··· Extract provided

Editor's Note: At a time when our national debt is at a frightening level, our illustrious Congress is debating whether to extend the Bush tax cuts for millionaires, as well as for the middle class. It’s like walking through the looking glass. What would it take to get us to decide we ought to fund our own expenses now, rather than putting them on our credit card for our children and grandchildren to inherit? My guess is there isn’t anything that could happen to make us behave like adults. Are we really that selfish and short-sighted? The next year or so should answer that question.
A recent report listed the U.S. as one of the world’s most obese nations, which helps explain why we’re also one of the most indebted. Weight loss requires sacrifices — fewer calories and more exercise — as does deficit reduction, which demands less spending and enhanced revenue (higher taxes).
The president’s bipartisan deficit commission recently released recommendations for trimming our $1 trillion plus annual shortfall; however, both co-chairmen acknowledged their plan’s unpopularity. According to Republican Alan Simpson, “We’ll be in a witness protection program when this is all over.” Democrat Erskine Bowles said, “We’re not asking anyone to vote for this plan.”
Any efficacious deficit reduction program will be inconvenient and unpleasant. Spoiled by the attitude that our progeny should pay for our profligacy, Americans can’t stomach self-restraint, and are even more resentful of having discipline imposed. We want to be told we can eat ice cream all day, never exercise and still look like David Beckham.
The patron saint of binge economics is Ronald Reagan, who proposed spending more and taxing less to balance the budget — a fad diet his primary opponent George H.W. Bush described as “voodoo economics.” Bush was proved right, but Reagan became a two-term president by telling us what we wanted to hear.
In 1984, Walter Mondale helped sink his own campaign by suggesting higher taxes might be needed to reduce the huge Reagan deficits. In 1992, the first President Bush broke his “read my lips” pledge of “no new taxes” for the same reason and lost his re-election bid.
Ross Perot sounded an alarm on deficits, but, ultimately, it was a just a speed bump. Conservative presidential aspirants such as Patrick Buchanan demagogued the issue. When asked on the stump how he’d cut spending, Pat always drew cheers by saying he’d start with the National Endowment for the Arts (NEA). It was red meat for the Right, but touting such microscopic savings was like telling the morbidly obese to skip the parsley garnish on their eggs Benedict.
The Concord Coalition and the Gramm-Rudman Act had their hearts in the right place. However, other than Bill Clinton, who actually balanced a few budgets, most candidates’ proposals for fiscal responsibility were red herrings, including the ever-popular “waste, fraud and abuse” — another example of painless budgetary policy: i.e., less parsley.
The new century began with a surplus, but the same conservatives now masquerading as deficit hawks swooned for Bush 43’s tax cuts, which swallowed it. And, not surprisingly, the Democrats who complained about the enormous Bush deficits aren’t nearly as concerned about President Obama’s spending.

······
··· Rows

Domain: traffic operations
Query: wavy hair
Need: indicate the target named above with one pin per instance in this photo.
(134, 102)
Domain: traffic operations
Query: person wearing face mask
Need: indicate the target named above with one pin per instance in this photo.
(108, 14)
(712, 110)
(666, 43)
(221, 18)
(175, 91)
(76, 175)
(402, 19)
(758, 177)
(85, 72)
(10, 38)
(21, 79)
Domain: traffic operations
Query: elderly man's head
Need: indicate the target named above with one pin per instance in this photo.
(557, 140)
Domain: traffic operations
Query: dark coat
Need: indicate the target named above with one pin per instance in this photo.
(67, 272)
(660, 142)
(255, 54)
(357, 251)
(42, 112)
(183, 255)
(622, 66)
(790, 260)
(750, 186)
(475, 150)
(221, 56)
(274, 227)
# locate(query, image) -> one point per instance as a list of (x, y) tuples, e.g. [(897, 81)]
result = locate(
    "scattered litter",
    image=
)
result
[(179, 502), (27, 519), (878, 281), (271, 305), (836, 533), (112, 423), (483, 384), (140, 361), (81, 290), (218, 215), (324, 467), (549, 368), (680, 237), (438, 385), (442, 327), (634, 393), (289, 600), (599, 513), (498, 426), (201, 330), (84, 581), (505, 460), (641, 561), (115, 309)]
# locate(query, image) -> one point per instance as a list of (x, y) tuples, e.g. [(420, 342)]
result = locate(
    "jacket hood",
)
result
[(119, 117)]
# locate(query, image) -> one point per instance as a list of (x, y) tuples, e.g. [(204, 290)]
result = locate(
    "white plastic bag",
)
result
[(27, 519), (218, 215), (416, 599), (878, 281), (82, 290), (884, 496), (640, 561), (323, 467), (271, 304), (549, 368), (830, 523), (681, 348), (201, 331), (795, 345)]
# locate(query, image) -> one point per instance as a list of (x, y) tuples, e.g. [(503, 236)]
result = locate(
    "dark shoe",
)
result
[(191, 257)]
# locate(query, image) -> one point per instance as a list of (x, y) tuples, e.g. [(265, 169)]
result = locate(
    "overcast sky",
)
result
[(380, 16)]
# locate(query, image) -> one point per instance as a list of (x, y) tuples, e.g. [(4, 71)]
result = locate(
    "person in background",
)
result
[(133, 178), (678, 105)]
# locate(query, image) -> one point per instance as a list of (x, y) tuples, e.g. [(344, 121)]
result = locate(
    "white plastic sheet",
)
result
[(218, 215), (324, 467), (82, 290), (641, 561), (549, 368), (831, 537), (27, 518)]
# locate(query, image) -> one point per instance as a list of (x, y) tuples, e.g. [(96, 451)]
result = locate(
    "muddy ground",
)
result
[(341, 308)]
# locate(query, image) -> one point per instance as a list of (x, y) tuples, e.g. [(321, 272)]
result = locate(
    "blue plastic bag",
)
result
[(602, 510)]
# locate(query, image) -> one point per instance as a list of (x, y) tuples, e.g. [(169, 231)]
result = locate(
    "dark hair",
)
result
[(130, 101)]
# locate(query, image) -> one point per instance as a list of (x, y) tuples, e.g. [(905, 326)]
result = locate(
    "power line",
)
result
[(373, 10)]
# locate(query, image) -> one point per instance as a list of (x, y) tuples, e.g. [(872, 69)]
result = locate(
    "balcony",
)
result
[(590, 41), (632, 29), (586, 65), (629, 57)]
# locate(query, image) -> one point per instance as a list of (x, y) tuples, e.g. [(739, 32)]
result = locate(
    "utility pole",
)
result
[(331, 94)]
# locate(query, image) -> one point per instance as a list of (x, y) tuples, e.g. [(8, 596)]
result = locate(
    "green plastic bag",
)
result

······

Problems and tasks:
1 > Reproduce the deficit commentary from "Editor's Note: At" up to and including "answer that question.".
2 > In the deficit commentary, list every person named in the paragraphs from the one beginning "The president’s bipartisan deficit commission" through the one beginning "The patron saint of binge economics".

Task answers:
1 >
Editor's Note: At a time when our national debt is at a frightening level, our illustrious Congress is debating whether to extend the Bush tax cuts for millionaires, as well as for the middle class. It’s like walking through the looking glass. What would it take to get us to decide we ought to fund our own expenses now, rather than putting them on our credit card for our children and grandchildren to inherit? My guess is there isn’t anything that could happen to make us behave like adults. Are we really that selfish and short-sighted? The next year or so should answer that question.

2 >
Alan Simpson
Erskine Bowles
David Beckham
Ronald Reagan
George H.W. Bush